**What is being asked:** Look for "Question. Indicate a point on each instance of the asphalt" in the records below, then copy that line and every line after it, exactly and with nothing added.
## BEGIN Provided data
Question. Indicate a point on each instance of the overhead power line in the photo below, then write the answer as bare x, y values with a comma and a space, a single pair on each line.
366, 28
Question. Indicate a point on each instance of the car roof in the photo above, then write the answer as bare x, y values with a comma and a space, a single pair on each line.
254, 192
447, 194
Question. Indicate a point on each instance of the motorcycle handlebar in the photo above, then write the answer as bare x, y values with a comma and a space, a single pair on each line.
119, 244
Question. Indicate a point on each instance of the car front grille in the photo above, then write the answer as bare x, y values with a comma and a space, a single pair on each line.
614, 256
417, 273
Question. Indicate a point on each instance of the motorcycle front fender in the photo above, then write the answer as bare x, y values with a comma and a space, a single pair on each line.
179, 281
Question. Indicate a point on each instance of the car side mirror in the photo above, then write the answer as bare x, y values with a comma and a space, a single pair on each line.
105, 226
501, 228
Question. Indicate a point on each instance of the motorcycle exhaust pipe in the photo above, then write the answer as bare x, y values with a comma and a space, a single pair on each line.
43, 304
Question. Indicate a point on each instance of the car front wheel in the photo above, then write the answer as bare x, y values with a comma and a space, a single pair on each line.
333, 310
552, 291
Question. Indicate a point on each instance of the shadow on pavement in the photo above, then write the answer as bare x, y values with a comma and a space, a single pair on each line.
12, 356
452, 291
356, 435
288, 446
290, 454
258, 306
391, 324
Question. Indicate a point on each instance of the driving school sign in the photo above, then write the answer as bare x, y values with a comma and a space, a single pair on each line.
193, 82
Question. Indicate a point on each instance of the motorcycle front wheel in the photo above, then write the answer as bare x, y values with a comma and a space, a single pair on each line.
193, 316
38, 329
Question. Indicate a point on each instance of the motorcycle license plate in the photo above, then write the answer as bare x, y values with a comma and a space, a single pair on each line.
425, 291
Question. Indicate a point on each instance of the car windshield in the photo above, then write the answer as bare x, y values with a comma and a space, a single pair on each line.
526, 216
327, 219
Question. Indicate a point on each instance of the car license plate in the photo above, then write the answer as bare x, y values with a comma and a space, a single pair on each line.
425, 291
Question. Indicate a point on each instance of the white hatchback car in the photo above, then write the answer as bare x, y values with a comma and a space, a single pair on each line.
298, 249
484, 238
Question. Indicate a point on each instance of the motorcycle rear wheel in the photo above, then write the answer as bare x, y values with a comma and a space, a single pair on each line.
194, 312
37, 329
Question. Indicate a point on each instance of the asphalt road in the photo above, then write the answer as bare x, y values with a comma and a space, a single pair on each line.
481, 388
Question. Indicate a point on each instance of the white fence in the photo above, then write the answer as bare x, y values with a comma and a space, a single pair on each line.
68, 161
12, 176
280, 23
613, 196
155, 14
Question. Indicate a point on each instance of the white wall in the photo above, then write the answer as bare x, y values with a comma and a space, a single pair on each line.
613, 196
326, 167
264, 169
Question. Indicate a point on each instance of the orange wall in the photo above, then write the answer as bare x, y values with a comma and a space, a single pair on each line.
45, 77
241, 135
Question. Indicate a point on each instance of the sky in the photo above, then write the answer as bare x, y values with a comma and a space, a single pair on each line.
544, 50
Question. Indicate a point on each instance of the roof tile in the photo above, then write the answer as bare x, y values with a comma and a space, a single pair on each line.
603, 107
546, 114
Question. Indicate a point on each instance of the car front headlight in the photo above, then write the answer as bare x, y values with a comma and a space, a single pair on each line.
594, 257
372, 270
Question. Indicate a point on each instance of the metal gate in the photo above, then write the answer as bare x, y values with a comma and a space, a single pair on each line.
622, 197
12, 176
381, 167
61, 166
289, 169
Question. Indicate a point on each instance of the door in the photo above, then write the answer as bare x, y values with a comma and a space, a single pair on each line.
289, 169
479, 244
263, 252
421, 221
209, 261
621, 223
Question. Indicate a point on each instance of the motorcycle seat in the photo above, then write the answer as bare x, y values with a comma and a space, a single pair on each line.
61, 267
## END Provided data
**Result of the task:**
Question. Indicate a point on each instance of the asphalt road in the photo above, then write the answer as bare x, y values with a comma and a space, a single pair on each line.
481, 388
Question. Indicate a point on each instance of the white fence in the photo above, then write the answer as bare x, y values with a comma and a space, a single pair on each line.
68, 161
12, 176
280, 23
613, 196
155, 14
Question. Indicate a point on each instance of the white wall in the photo above, then write the answer as bare x, y values with a comma and a space, a single pair on each line.
613, 196
326, 167
264, 169
Question. Indicate a point on each instance of the orange wall in the photo above, then write the answer as bare x, y values with a comma and a space, a single pair on each line.
45, 77
241, 135
Question. Indicate a point on each instance of the sky in the photo above, then write the answer as bare x, y values with a comma and a space, a single pair on each line.
544, 50
Question. Indicate a point on each instance of the roof tile in the photo above, then write the answer as bare x, y values with a comma and a space, a single pair on each line.
603, 107
546, 114
Question. Indicate a point on each instance of the car front headlight in the photo above, then write the answer as bare x, y values with a comma and a space, a single pair on each line.
594, 257
372, 270
Question. Indicate a point on each instance of the metal gate in the photo above, then write the answer as bare x, y values with a comma and a space, a single pair on each line.
622, 197
12, 176
381, 167
61, 166
289, 169
Question. Indicate a point on each instance of the door in the photo above, then write the answer as bare x, y values with a comma and a space, a single pair on each line.
289, 169
479, 244
263, 252
421, 221
209, 261
621, 223
Question. Indicate a point on each instance of the motorcycle seat in the photo above, then write the answer as bare x, y values with a comma and a space, a single pair on each line.
61, 267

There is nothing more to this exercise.